======== Excerto selecionado ========

Só agora, com a cerca sanitária, é que se destapou a vergonha inadmissível em que vivem, e são explorados, centenas de imigrantes de vários países. As imagens são chocantes. Há quantos anos existe esta situação? Como é possível aceitar que centenas de pessoas vivam sem as mínimas condições sanitárias, atiradas às dezenas para pequenos espaços onde dormem, e passam as horas em que não estão a trabalhar, num ambiente sem nenhuma dignidade humana, e a serem duplamente explorados: no trabalho, e nas condições de vida. O que é isto? Voltámos uns séculos para trás?

========

Tarefa A
Reescreva o excerto selecionado, começando em "Só agora, com" e terminando em "séculos para trás?", com "imigrantes" substituído por "trabalhadores".
Tarefa B
Indique se cada afirmação está de acordo com o excerto selecionado: (i) as imagens são descritas como chocantes; (ii) os imigrantes vêm todos do mesmo país; (iii) os imigrantes são explorados apenas no trabalho.

======== Excertos dos dados ========

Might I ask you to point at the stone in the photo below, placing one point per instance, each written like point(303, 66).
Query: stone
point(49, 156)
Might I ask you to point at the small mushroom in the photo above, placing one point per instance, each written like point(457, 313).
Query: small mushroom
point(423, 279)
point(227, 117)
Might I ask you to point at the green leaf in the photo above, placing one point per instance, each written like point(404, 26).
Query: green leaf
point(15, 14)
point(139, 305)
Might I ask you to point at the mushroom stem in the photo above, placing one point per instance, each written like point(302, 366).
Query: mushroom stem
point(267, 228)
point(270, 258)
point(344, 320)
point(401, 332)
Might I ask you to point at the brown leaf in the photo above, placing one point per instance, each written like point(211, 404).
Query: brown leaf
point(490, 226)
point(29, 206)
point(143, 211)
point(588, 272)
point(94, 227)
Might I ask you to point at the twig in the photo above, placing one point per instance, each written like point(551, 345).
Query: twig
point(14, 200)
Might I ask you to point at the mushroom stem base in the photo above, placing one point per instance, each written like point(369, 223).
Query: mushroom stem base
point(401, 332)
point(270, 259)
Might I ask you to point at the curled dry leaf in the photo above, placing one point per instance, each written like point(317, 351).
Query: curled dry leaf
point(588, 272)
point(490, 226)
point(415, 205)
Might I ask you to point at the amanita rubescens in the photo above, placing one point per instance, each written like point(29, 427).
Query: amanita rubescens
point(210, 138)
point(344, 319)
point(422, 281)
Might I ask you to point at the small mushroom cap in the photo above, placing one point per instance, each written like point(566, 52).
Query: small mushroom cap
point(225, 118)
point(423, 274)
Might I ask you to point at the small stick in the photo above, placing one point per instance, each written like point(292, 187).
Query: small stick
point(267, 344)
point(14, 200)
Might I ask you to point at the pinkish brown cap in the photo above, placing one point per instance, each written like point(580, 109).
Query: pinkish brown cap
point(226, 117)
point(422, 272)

========

Resposta esperada A
Só agora, com a cerca sanitária, é que se destapou a vergonha inadmissível em que vivem, e são explorados, centenas de trabalhadores de vários países. As imagens são chocantes. Há quantos anos existe esta situação? Como é possível aceitar que centenas de pessoas vivam sem as mínimas condições sanitárias, atiradas às dezenas para pequenos espaços onde dormem, e passam as horas em que não estão a trabalhar, num ambiente sem nenhuma dignidade humana, e a serem duplamente explorados: no trabalho, e nas condições de vida. O que é isto? Voltámos uns séculos para trás?

Resposta esperada B
(i) Sim: "As imagens são chocantes."
(ii) Não: "centenas de imigrantes de vários países"
(iii) Não: "a serem duplamente explorados: no trabalho, e nas condições de vida"